* _WRITTEN EXERCISE_
Locate every line in the two blocks below that contains the word "white", and copy each of those lines in full.

* _SOURCE MATERIAL_

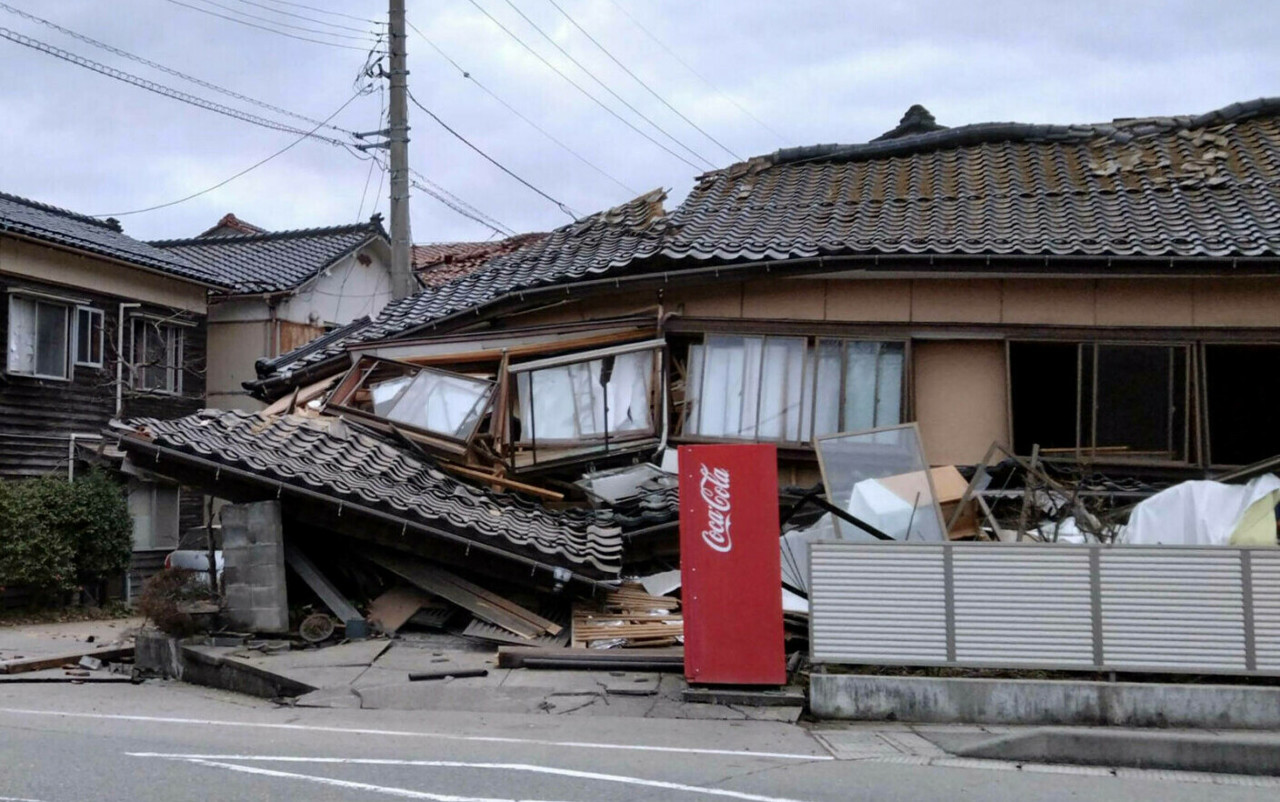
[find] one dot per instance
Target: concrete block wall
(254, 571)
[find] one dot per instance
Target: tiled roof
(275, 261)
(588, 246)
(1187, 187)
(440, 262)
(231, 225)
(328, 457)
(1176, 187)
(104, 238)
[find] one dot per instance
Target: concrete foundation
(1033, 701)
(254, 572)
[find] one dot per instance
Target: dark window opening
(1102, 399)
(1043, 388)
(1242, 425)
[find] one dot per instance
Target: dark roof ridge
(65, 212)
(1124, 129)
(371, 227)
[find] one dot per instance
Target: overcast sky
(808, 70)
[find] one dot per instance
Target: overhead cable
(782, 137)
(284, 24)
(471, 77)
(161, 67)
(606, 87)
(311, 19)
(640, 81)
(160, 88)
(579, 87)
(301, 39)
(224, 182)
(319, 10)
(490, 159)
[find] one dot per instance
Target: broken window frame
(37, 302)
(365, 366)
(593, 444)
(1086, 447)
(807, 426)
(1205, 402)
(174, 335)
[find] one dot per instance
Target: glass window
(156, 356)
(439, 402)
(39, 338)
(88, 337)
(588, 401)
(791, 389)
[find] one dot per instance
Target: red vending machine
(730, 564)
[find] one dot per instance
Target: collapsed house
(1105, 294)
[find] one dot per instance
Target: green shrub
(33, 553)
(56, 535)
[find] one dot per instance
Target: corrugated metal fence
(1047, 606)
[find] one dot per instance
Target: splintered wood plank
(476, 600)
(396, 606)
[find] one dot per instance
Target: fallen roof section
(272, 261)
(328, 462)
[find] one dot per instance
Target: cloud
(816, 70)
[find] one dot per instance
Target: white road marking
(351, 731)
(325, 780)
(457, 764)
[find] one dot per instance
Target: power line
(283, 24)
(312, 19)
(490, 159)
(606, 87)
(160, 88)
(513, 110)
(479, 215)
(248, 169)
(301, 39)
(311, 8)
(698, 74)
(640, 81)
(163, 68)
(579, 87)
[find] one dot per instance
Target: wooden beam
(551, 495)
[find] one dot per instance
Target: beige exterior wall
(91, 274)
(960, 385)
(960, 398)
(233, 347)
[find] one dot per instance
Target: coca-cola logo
...
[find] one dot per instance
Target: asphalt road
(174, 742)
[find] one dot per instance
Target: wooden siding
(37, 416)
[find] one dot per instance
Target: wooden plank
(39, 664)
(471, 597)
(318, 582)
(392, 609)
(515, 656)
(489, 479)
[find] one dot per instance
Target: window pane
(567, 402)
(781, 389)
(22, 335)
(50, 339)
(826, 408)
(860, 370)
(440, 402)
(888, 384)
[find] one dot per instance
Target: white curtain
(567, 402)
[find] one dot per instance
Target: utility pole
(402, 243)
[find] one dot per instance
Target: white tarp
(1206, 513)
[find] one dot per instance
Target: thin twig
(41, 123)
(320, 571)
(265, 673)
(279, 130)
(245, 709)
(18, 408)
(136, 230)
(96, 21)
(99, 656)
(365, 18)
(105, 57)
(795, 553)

* _TASK SOLUTION_
Target: white road marking
Target: white curtain
Target: white tarp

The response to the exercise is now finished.